┌─ 摘录

[leetcode题解]02.Add Two Numbers

You are given two non-empty linked lists representing two non-negative integers. The digits are stored in reverse order and each of their nodes contain a single digit. Add the two numbers and return it as a linked list.

You may assume the two numbers do not contain any leading zero, except the number 0 itself.

Example

Input: (2 -> 4 -> 3) + (5 -> 6 -> 4) Output: 7 -> 0 -> 8 Explanation: 342 + 465 = 807.

给定两个非空链表来表示两个非负整数。位数按照逆序方式存储,它们的每个节点只存储单个数字。将两数相加返回一个新的链表。

你可以假设除了数字 0 之外,这两个数字都不会以零开头。

示例:

输入:(2 -> 4 -> 3) + (5 -> 6 -> 4) 输出:7 -> 0 -> 8 原因:342 + 465 = 807

给定两个链表表示的数,将两数进行相加,结果也按位保存在一个链表中即可,简单的链表操作题目。

/**
 * Definition for singly-linked list.

└─

◆ 任务说明 A:
逐一报告下方清单中含有字符串“gray”的所有行。

┌─ 提供的清单

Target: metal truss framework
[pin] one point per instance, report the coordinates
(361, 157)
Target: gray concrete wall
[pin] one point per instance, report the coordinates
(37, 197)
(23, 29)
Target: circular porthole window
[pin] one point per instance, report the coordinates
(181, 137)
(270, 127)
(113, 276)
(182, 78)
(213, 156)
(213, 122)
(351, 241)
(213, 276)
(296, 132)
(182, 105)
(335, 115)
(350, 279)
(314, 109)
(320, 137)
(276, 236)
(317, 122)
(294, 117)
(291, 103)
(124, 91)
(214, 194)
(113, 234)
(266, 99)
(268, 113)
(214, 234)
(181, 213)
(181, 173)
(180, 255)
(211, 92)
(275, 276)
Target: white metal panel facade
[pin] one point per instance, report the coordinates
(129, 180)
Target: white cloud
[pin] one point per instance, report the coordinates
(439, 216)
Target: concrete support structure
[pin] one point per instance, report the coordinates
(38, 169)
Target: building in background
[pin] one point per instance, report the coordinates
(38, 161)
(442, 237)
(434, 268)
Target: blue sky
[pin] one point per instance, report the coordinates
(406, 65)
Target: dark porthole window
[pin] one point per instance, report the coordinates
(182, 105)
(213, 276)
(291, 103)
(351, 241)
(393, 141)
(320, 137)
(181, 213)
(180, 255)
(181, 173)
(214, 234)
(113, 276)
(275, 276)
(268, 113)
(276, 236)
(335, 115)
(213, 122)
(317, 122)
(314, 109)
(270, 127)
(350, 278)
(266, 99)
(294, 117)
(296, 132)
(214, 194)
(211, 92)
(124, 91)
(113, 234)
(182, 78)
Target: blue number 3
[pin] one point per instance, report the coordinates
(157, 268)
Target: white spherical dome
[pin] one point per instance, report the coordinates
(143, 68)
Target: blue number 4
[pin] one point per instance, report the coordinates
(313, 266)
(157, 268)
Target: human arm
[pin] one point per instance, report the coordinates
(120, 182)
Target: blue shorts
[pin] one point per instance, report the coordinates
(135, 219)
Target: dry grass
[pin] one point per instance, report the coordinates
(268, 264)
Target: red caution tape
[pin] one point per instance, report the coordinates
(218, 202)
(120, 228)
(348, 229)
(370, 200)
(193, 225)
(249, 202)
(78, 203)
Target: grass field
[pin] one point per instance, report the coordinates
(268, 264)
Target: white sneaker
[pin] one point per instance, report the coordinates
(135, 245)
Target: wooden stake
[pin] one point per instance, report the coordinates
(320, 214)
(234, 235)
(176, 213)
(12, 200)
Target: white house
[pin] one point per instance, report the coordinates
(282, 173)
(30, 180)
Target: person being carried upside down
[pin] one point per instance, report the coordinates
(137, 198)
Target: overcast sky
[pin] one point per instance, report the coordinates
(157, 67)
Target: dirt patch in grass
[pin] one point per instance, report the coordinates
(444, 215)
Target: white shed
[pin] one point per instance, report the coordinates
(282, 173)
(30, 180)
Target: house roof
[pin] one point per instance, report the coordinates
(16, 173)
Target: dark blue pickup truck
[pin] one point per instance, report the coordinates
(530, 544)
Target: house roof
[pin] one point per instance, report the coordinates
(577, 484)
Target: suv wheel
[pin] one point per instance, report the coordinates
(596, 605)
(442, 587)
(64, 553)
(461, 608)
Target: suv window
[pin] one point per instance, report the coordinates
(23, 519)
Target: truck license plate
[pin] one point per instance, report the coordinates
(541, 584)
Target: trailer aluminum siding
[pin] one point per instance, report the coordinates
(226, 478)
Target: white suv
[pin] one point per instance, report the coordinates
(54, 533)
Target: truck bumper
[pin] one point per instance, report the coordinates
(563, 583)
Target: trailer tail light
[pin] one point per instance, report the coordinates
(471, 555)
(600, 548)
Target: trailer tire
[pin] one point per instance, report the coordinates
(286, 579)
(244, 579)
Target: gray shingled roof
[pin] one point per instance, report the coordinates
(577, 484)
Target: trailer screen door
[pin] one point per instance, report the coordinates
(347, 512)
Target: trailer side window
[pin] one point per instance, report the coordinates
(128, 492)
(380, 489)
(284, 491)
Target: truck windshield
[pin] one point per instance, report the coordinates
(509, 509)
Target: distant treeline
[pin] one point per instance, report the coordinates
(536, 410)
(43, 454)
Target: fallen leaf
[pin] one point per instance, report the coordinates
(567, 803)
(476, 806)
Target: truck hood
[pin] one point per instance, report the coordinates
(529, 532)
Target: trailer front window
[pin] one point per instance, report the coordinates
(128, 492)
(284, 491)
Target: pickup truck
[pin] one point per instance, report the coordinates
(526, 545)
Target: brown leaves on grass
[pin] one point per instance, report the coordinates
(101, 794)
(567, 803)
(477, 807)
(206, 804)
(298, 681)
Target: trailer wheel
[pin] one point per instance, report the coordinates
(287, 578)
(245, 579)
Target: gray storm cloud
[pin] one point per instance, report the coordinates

└─

◆ 任务说明 B:
根据上方的摘录回答下列问题:
(i) 链表的每个节点存储什么内容?
(ii) 示例中的相加算式是什么?
(iii) 摘录把这道题归为什么样的题目?

◆ 完整输出 A:
Target: gray concrete wall
Target: gray shingled roof
Target: gray storm cloud

◆ 完整输出 B:
(i) 每个节点只存储单个数字。
(ii) 342 + 465 = 807。
(iii) 简单的链表操作题目。